__Work to be completed__.
Exactly repeat the material, dropping every picture from the copy.

__Stored data__.
[START]
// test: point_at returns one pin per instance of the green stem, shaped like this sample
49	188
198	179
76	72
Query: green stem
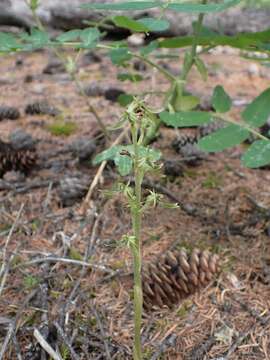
188	65
74	78
136	250
230	120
[END]
__Task response__.
// test: point_at returns one pin per instance of the green stem, shaped like this sample
49	188
198	179
76	72
Query: green stem
188	65
74	78
136	250
230	120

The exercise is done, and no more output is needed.